*** Entries shown Section Begins ***

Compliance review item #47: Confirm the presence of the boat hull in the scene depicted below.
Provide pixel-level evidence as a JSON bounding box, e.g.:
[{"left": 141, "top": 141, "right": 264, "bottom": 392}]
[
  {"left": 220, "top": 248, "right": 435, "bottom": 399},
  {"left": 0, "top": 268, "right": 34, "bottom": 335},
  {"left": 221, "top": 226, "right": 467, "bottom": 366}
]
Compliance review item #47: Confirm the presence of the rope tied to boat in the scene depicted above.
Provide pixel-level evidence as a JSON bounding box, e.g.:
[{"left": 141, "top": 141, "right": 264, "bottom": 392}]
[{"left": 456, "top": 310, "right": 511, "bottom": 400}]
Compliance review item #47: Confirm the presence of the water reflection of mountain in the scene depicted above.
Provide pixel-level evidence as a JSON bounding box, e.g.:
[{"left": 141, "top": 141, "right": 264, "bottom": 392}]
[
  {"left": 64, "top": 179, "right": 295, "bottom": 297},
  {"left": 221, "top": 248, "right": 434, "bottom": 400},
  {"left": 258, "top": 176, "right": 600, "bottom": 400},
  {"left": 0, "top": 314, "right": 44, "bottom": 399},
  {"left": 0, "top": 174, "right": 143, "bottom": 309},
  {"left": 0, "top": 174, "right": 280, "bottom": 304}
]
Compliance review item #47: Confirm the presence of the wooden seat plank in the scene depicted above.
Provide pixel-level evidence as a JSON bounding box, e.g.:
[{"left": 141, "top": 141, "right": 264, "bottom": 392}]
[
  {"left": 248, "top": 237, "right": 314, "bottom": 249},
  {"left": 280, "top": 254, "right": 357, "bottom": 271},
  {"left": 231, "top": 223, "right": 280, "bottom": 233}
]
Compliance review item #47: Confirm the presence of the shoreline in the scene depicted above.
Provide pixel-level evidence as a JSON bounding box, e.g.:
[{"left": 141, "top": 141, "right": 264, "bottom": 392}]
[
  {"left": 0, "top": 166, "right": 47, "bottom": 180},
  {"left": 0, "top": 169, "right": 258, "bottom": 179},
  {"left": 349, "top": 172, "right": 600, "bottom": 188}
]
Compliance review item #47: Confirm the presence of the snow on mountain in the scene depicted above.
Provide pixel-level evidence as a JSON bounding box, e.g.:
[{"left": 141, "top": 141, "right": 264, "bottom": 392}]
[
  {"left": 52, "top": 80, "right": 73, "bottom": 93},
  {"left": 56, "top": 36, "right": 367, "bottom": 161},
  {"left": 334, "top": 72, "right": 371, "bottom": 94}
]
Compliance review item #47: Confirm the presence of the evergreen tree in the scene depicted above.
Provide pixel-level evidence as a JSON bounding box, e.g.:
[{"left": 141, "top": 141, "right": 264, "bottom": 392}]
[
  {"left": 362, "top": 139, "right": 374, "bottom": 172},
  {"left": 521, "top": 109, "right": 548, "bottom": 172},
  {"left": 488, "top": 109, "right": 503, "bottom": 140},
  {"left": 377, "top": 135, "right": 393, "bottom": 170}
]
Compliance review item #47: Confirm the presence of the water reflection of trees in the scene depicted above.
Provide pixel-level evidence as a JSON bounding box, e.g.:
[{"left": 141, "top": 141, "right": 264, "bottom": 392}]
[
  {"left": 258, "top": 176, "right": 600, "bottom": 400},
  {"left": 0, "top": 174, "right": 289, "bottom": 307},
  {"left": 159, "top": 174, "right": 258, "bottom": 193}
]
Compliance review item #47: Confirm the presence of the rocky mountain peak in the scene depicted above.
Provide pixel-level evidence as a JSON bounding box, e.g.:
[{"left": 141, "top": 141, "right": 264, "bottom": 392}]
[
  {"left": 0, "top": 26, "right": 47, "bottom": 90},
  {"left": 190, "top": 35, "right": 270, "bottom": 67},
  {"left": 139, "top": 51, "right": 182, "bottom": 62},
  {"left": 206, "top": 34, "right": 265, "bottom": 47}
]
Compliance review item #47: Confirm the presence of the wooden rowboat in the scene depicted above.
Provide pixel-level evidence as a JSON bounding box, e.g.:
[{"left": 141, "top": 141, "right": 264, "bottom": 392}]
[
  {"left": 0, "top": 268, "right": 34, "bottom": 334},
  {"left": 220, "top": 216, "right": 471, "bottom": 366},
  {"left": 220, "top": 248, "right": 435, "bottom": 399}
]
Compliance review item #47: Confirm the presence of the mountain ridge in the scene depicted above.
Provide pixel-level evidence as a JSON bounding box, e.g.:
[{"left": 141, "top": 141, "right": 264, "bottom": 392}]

*** Entries shown Section Ends ***

Activity: In how many lines of the data does the string "reflection" appear? Only the number should be given.

Reply to the task: 2